(Referring expression pointing data)
%%

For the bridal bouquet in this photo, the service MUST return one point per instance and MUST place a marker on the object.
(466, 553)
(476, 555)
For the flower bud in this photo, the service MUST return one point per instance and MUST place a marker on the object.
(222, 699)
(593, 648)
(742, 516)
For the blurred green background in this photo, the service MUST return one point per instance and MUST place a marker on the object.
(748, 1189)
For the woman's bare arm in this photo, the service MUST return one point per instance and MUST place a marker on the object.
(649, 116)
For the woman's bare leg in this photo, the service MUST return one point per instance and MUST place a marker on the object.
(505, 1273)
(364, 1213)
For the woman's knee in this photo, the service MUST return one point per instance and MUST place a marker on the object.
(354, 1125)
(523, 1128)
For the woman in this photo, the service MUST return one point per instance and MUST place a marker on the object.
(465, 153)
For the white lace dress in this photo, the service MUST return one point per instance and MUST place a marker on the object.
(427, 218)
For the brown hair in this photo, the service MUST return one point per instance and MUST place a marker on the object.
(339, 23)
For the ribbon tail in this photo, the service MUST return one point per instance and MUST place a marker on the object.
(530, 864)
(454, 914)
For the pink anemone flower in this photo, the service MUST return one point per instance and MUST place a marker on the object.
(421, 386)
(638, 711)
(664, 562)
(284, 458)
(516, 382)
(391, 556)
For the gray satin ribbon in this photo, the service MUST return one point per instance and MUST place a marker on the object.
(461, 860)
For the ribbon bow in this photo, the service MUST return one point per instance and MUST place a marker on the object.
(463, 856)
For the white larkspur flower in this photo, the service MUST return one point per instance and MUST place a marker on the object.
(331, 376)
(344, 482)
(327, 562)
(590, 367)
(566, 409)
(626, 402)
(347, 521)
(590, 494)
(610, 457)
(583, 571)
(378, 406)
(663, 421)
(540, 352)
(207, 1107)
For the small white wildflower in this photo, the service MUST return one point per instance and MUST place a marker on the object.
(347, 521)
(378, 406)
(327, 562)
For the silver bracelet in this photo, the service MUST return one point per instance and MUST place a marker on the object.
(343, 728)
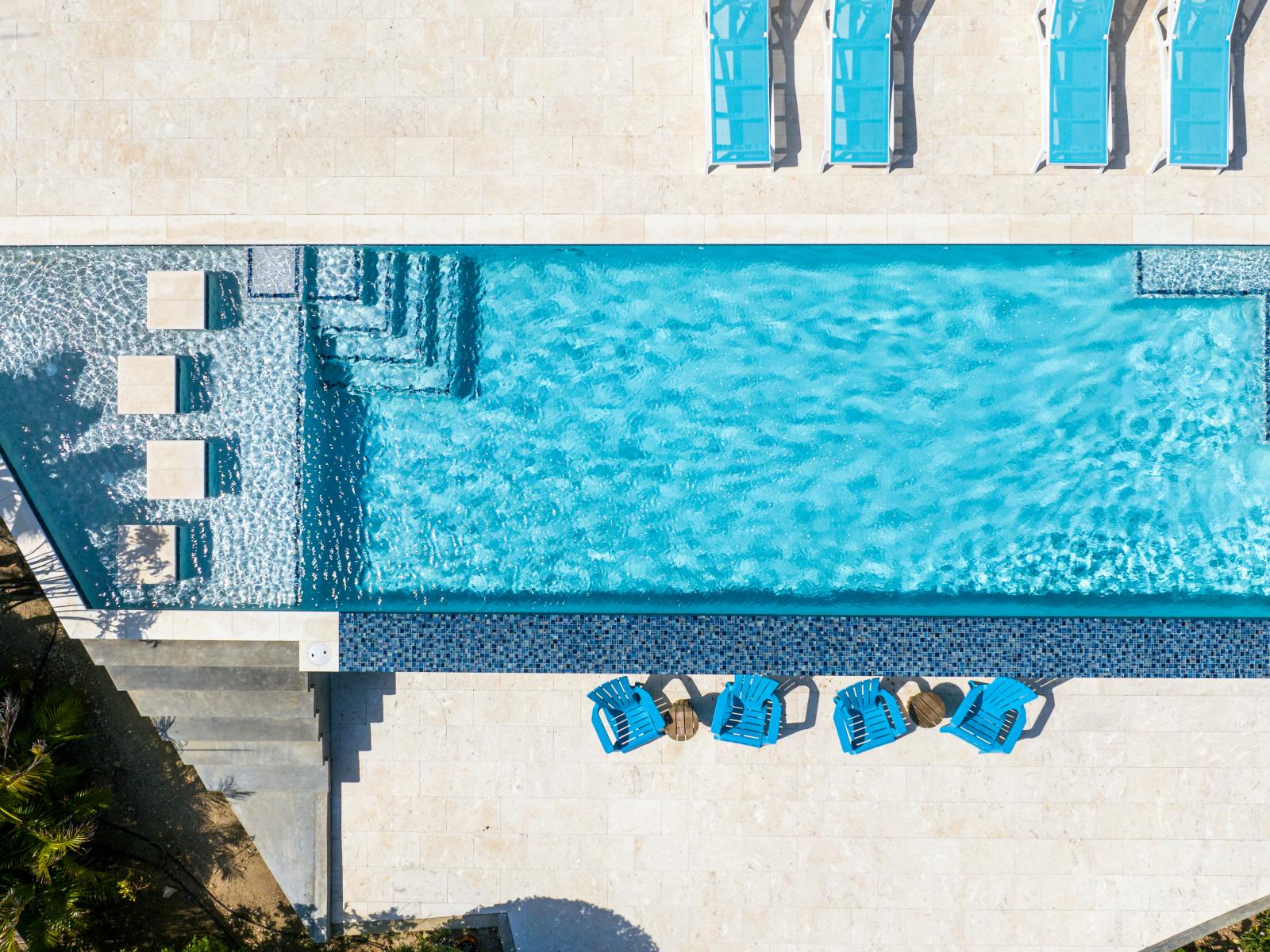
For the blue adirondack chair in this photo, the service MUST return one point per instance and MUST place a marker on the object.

%%

All entries should be restated word for word; no images belong in the copy.

Output for this exercise
For the bridal bouquet in this photo, the service MUST return one point per instance and MUST place a marker on the object.
(466, 553)
(476, 555)
For the flower bud in this photo, the service MUST return one point per instance and MUST place a marker on the object.
(222, 699)
(593, 648)
(742, 516)
For the blurred green background in this photo, the service MUST return one point per instance and MUST place a marker on the object.
(748, 1189)
For the woman's bare arm in this photo, the service MUST return one point per instance and MUST place a marker on the object.
(649, 116)
For the woman's bare leg in this photo, the service MUST return one point per instance and MUST place a marker on the object.
(505, 1273)
(364, 1213)
For the woman's knee in this photo, the service MUST return one point per instance and MUST place a marker on the object.
(354, 1125)
(523, 1128)
For the woman in this photo, the service MUST return one point per instance and MUST place a marker on the object.
(465, 153)
For the white lace dress in this photo, the service MUST return one point per instance and MUST place a marker on the object.
(427, 218)
For the brown hair in this photo, the service MUST return one point per instance and MUST place a marker on the object.
(339, 23)
For the ribbon tail in this photo, the service MUST return one point per instance and MUST place a marker on the object.
(530, 864)
(454, 914)
For the pink anemone flower in this photo, the service MUST return one point per instance and MUST place a marker on the object.
(421, 386)
(638, 711)
(664, 562)
(284, 458)
(516, 382)
(391, 556)
For the gray satin ribbon in this photo, the service MUST return one point per instance and MUST place a marker on the object.
(461, 860)
For the ribbon bow in this photo, the service MUST return one point per instance and MUST place a marker on the object.
(463, 856)
For the white larkspur flower in this photo, the service MUST return one point per instance and MUST place a marker on the object.
(331, 376)
(344, 482)
(327, 562)
(590, 367)
(566, 409)
(626, 402)
(347, 521)
(590, 494)
(610, 457)
(583, 571)
(378, 406)
(663, 421)
(540, 352)
(207, 1107)
For the small white wildflower in this photo, the service MUST return one point per instance and MUST place a marker on the object.
(347, 521)
(378, 406)
(327, 562)
For the silver bracelet in this photo, the service MUST return one point per instance and MUST place a marker on the object.
(343, 728)
For the blue adirondack chair in this photo, the service MUST return one point per instance and MUST place a marker on the object.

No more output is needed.